Dataset records:
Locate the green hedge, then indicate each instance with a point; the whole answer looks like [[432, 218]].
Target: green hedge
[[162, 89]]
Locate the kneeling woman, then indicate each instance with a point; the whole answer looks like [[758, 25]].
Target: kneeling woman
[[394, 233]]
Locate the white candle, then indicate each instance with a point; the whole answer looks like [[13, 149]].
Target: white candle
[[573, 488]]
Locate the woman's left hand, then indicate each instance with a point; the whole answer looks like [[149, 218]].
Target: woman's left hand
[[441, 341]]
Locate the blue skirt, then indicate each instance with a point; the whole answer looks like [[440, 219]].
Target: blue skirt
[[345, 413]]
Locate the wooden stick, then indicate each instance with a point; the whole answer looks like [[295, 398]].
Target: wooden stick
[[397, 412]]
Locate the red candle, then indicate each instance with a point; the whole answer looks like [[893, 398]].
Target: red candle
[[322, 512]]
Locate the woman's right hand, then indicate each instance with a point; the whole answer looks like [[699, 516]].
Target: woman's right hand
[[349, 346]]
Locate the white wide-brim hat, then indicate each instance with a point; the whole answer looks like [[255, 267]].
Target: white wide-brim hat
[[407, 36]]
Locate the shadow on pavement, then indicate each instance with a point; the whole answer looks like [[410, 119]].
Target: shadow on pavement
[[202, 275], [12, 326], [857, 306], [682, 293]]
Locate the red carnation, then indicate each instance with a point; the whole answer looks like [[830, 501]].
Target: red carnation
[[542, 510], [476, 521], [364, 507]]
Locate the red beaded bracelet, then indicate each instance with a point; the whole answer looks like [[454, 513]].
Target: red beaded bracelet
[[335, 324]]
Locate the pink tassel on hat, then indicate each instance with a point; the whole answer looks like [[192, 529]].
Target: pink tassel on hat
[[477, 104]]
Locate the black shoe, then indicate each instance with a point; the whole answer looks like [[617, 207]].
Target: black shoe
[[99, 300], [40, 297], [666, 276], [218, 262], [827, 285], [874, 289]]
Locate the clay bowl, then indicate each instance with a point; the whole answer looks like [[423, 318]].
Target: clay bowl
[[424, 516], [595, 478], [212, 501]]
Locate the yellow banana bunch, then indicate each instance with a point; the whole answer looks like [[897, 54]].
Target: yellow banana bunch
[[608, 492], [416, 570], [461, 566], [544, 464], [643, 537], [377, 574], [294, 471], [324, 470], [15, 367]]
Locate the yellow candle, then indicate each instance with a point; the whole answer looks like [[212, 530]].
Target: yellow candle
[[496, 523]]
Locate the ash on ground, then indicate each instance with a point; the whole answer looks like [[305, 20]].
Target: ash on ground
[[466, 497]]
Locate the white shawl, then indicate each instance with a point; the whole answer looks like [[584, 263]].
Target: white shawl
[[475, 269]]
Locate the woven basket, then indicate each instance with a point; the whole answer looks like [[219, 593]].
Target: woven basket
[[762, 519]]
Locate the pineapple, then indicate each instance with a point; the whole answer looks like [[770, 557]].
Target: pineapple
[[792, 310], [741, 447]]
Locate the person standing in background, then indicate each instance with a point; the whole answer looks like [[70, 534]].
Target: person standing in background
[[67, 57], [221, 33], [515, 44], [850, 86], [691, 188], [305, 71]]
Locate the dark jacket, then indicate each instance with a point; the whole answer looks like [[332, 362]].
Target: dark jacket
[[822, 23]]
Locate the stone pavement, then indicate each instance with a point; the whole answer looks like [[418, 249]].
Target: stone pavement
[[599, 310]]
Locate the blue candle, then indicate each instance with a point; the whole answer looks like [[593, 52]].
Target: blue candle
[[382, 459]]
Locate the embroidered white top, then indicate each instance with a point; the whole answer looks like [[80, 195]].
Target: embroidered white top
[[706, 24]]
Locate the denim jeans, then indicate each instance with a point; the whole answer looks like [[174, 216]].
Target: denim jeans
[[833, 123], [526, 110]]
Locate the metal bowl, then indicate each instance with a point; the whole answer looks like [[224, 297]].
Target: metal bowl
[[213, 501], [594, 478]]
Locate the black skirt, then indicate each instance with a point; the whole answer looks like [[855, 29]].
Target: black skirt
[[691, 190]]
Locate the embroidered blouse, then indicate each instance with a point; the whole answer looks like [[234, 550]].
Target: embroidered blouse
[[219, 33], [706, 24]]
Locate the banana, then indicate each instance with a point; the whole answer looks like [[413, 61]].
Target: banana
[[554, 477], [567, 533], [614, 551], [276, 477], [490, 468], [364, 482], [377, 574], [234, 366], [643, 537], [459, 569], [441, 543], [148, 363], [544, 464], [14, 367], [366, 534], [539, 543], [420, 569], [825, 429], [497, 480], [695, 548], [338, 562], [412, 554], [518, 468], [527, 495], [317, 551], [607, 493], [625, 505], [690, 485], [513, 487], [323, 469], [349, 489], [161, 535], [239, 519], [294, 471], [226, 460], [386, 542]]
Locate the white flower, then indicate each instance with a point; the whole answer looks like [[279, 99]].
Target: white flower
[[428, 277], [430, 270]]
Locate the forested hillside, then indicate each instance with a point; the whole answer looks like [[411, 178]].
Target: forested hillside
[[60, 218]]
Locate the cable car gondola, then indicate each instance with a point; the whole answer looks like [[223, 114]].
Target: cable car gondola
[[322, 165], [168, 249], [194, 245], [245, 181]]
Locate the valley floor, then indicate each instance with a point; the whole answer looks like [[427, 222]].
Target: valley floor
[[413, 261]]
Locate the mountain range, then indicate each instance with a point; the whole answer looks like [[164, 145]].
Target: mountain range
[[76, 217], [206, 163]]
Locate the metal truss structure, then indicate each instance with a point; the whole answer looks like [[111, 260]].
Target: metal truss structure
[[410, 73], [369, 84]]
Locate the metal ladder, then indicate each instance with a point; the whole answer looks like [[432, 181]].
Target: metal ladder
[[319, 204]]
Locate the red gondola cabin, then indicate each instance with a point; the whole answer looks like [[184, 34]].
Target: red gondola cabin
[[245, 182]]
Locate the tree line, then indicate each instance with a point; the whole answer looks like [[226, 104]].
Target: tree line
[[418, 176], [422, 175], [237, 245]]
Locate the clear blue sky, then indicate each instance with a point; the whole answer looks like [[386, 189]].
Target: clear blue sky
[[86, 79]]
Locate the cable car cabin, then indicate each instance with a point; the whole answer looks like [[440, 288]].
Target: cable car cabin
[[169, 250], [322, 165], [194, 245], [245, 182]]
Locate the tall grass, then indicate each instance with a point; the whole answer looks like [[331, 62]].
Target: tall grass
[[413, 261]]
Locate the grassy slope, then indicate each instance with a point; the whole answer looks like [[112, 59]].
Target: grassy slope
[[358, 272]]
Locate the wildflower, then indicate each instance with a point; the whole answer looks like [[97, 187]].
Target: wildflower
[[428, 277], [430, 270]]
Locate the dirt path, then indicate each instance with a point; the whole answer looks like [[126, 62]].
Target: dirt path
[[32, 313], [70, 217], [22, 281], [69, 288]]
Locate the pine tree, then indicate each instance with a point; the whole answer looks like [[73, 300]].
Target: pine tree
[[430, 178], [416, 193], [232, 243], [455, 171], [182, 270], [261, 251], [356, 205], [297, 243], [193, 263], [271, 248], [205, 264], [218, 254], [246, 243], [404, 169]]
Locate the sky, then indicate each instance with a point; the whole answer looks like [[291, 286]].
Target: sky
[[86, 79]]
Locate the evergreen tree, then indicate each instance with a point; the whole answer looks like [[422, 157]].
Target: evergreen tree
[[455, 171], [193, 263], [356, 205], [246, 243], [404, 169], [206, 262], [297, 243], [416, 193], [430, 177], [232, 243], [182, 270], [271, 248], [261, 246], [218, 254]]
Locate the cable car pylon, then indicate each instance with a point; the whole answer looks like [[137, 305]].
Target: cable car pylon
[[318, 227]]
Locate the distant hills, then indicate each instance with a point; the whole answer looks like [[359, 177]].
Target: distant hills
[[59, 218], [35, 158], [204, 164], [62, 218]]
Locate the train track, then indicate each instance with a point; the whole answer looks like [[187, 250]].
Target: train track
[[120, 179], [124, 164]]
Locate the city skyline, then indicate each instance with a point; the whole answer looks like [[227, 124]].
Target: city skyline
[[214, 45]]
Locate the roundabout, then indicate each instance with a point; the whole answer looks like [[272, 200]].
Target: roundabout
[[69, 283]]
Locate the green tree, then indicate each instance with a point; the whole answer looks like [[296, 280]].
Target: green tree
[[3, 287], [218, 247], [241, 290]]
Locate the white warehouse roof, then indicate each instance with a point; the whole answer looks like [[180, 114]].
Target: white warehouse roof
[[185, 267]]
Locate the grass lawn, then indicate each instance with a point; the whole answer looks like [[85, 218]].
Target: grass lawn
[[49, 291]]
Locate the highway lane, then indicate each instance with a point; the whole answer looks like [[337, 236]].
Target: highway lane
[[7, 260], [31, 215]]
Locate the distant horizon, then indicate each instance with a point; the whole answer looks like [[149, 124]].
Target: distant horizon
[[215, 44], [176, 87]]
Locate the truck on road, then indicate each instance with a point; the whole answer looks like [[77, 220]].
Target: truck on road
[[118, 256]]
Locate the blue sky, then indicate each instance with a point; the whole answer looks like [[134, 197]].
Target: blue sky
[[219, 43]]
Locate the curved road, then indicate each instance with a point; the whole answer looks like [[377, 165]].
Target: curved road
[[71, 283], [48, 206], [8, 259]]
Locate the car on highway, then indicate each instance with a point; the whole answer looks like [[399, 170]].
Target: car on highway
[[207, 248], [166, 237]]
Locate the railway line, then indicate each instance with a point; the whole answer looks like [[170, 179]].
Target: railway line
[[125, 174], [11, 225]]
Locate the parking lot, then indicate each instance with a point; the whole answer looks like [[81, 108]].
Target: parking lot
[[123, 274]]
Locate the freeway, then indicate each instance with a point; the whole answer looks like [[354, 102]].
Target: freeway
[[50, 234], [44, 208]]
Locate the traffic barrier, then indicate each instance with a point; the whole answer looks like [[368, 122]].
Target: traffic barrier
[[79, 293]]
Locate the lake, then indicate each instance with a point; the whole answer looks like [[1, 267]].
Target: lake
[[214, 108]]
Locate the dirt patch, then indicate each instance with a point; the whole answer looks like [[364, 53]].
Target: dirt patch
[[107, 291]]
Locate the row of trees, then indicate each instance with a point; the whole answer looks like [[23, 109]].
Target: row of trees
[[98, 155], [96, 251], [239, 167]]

### WORK INSTRUCTION
Please repeat word for word the lines above that run from the beginning through the line containing "Locate the shadow", keeping both the first and that last line.

### RESULT OF THE TASK
Locate the green hedge, then indicate each instance with a point; the whole answer looks like [[432, 218]].
Target: green hedge
[[162, 89]]
Locate the kneeling woman, then indicate each instance with a point; the whole answer looks like [[758, 25]].
Target: kneeling woman
[[394, 233]]
Locate the white candle, then indicate each instance with a point; the whole answer looks like [[13, 149]].
Target: white candle
[[573, 488]]
Locate the woman's left hand, then indicate each instance with a point; the whole answer looks like [[149, 218]].
Target: woman's left hand
[[441, 341]]
Locate the blue skirt, then indicate each instance with a point; the whole answer looks like [[440, 219]].
Target: blue skirt
[[345, 413]]
Locate the wooden stick, then indicate each instance with a point; the whole answer looks like [[295, 398]].
Target: wooden stick
[[397, 412]]
Locate the red candle, then indicate each instance with a point; the whole answer looks like [[893, 398]].
Target: red candle
[[322, 512]]
Locate the woman's right hand, then indicate each instance with a point; the whole answer looks like [[699, 516]].
Target: woman's right hand
[[349, 346]]
Locate the white wide-brim hat, then indicate each instance with a point; the whole answer looks like [[255, 267]].
Target: white wide-brim hat
[[407, 36]]
Locate the shadow on pavement, then indicate each instance with a point; the whole answer looks like [[410, 119]].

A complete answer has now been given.